FRAGMENT TEKSTU
╭──

Stare, dobre jabłonie część 1

Drzewa owocowe
Zablokowany
pomolog
Przyjaciel Forum - gold
Przyjaciel Forum - gold
Posty: 1883
Od: 1 maja 2008, o 18:51
Opryskiwacze MAROLEX: 1 szt.
Lokalizacja: Wrocław

Re: Stare, dobre jabłonie

Post »

Kolega przedstawił tu - powiedziałbym - prawie rewolucyjne wnioski ;) i z niektórymi zgodzę się pośrednio:
Rossynant pisze:...I będą zdrowe, znacznie odporniejsze na choroby niż cięte...
Silnym cięciem opóźnimy też owocowanie...


Z niektórymi prawie w ogóle (toż to sabotaż :lol: myśli naukowej):
Rossynant pisze:...Akurat mocne cięcie przewodnika jest chyba najgorszą raną jaką można zadać drzewu - powoduje że zamiera całe wnętrze pnia, do samego dołu....drzewa regularnie cięte w produkcyjnym sadzie (prawidłowo i fachowo, chronione przed chorobami) dożyją może trzydziestu lat. Nigdy nie cięte dożyją setki. I będą zdrowe, znacznie odporniejsze na choroby niż cięte. Nawet dadzą większe plony (licząc na drzewo) choć czasem drobniejszych owoców, u niektórych odmian...

╰──

SUROWE DANE
╭──

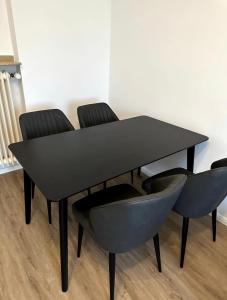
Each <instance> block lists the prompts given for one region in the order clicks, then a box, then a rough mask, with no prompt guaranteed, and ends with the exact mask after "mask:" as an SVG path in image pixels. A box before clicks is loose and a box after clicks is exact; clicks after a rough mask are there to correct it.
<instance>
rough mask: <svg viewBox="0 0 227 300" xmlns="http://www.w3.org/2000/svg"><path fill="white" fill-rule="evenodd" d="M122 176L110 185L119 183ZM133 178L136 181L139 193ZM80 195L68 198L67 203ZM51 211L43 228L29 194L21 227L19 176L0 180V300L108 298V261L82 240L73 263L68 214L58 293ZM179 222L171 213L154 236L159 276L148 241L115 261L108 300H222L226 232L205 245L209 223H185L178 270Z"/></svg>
mask: <svg viewBox="0 0 227 300" xmlns="http://www.w3.org/2000/svg"><path fill="white" fill-rule="evenodd" d="M127 181H129V177H127V176H124V177H121V178H120V179H118V180H117V181H115V182H114V181H113V182H111V184H114V183H116V182H118V183H119V182H127ZM140 184H141V179H140V178H136V183H135V185H136V186H137V187H139V186H140ZM81 196H82V194H80V195H77V196H76V197H73V198H71V199H70V203H73V201H75V200H76V199H78V198H79V197H81ZM57 209H58V207H57V204H54V205H53V225H48V222H47V211H46V202H45V201H44V198H43V196H42V195H41V193H40V192H39V191H37V192H36V195H35V199H34V201H33V207H32V222H31V224H30V225H25V223H24V205H23V182H22V173H21V171H17V172H12V173H9V174H6V175H1V176H0V299H1V300H22V299H23V300H24V299H25V300H36V299H40V300H47V299H48V300H57V299H62V300H68V299H70V300H93V299H94V300H102V299H109V287H108V259H107V254H106V253H105V252H104V251H103V250H102V249H100V248H99V247H98V246H97V245H96V244H95V243H94V241H93V240H92V239H91V237H90V236H89V235H88V234H86V233H85V236H84V243H83V247H82V255H81V258H80V259H77V258H76V254H75V253H76V245H77V242H76V234H77V223H76V221H75V220H74V219H73V217H72V214H71V205H70V214H69V280H70V285H69V291H68V292H67V293H62V292H61V289H60V273H59V243H58V240H59V239H58V238H59V237H58V210H57ZM180 226H181V219H180V218H179V216H177V215H176V214H174V213H172V214H171V216H170V217H169V219H168V220H167V221H166V223H165V224H164V225H163V227H162V230H161V232H160V238H161V255H162V266H163V272H162V273H158V271H157V268H156V260H155V255H154V248H153V241H149V242H148V243H147V244H146V245H143V246H141V247H139V248H138V249H135V250H134V251H131V252H129V253H126V254H121V255H119V256H118V258H117V269H116V300H120V299H124V300H132V299H133V300H137V299H144V300H148V299H156V300H157V299H163V300H167V299H190V300H194V299H202V300H207V299H215V300H216V299H223V300H225V299H227V227H225V226H223V225H222V224H218V235H217V242H216V243H213V242H212V239H211V218H210V217H209V216H207V217H205V218H203V219H199V220H193V221H192V222H191V224H190V227H189V240H188V247H187V253H186V260H185V267H184V269H183V270H182V269H180V268H179V247H180Z"/></svg>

╰──

POLECENIE
Przepisz dosłownie fragment wpisu o starych jabłoniach, który otwierają słowa zawierające "Re: Stare, dobre", a zamykają słowa "choroby niż cięte...".

WYKONANE ZADANIE
Re: Stare, dobre jabłonie

Post »

Kolega przedstawił tu - powiedziałbym - prawie rewolucyjne wnioski ;) i z niektórymi zgodzę się pośrednio:
Rossynant pisze:...I będą zdrowe, znacznie odporniejsze na choroby niż cięte...